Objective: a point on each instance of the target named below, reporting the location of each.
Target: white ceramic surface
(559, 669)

...

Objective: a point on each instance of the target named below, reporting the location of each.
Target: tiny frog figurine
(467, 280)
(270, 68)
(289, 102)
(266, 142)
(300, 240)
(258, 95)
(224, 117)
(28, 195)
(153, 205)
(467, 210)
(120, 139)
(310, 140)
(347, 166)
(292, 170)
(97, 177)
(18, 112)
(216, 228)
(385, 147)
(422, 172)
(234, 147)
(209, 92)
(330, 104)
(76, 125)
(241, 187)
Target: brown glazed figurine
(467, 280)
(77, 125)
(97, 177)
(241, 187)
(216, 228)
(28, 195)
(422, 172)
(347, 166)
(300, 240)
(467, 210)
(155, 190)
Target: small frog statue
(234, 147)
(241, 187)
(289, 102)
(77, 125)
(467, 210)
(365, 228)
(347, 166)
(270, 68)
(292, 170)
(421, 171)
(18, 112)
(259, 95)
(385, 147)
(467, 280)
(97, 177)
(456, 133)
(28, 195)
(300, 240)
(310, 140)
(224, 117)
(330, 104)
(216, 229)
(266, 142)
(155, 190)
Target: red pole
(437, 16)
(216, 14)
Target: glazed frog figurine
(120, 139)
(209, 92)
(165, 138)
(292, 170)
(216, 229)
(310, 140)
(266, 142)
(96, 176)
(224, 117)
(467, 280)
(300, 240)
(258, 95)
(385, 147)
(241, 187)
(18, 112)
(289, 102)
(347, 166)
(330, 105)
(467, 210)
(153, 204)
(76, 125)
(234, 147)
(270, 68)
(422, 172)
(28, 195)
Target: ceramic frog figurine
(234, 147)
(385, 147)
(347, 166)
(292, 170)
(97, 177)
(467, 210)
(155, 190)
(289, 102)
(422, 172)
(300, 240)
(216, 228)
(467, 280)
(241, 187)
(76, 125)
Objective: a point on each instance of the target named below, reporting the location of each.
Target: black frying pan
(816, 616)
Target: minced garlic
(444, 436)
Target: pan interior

- _Work item_: From the line holding "Target: tiny frog figurine" to the line holding "Target: pan interior", inclusive, restate each line above exactly as written.

- _Your solution_:
Target: tiny frog figurine
(467, 280)
(270, 68)
(289, 102)
(266, 142)
(300, 240)
(258, 95)
(224, 117)
(28, 195)
(153, 205)
(467, 210)
(120, 139)
(310, 140)
(347, 166)
(292, 170)
(97, 177)
(18, 112)
(216, 228)
(385, 147)
(422, 172)
(234, 147)
(209, 92)
(330, 104)
(76, 125)
(241, 187)
Target: brown glazed figurine
(467, 280)
(77, 125)
(97, 177)
(241, 187)
(216, 228)
(28, 195)
(422, 172)
(347, 166)
(300, 240)
(467, 210)
(155, 190)
Target: small frog statue
(234, 147)
(241, 187)
(289, 102)
(77, 125)
(467, 210)
(365, 228)
(347, 166)
(270, 68)
(292, 170)
(421, 171)
(18, 112)
(259, 95)
(385, 147)
(467, 280)
(97, 177)
(456, 133)
(28, 195)
(300, 240)
(310, 140)
(224, 117)
(330, 104)
(216, 229)
(266, 142)
(155, 190)
Target: red pole
(437, 16)
(216, 14)
Target: glazed frog figurine
(120, 139)
(209, 92)
(165, 138)
(292, 170)
(216, 229)
(310, 140)
(266, 142)
(96, 176)
(224, 117)
(467, 280)
(300, 240)
(258, 95)
(385, 147)
(241, 187)
(18, 112)
(289, 102)
(347, 166)
(330, 105)
(467, 210)
(153, 204)
(76, 125)
(234, 147)
(270, 68)
(422, 172)
(28, 195)
Target: ceramic frog figurine
(234, 147)
(385, 147)
(347, 166)
(292, 170)
(97, 177)
(467, 210)
(155, 190)
(289, 102)
(422, 172)
(300, 240)
(216, 228)
(467, 280)
(241, 187)
(76, 125)
Objective: a point on each instance of the target named below, reporting the location of each.
Target: black frying pan
(816, 616)
Target: minced garlic
(444, 436)
Target: pan interior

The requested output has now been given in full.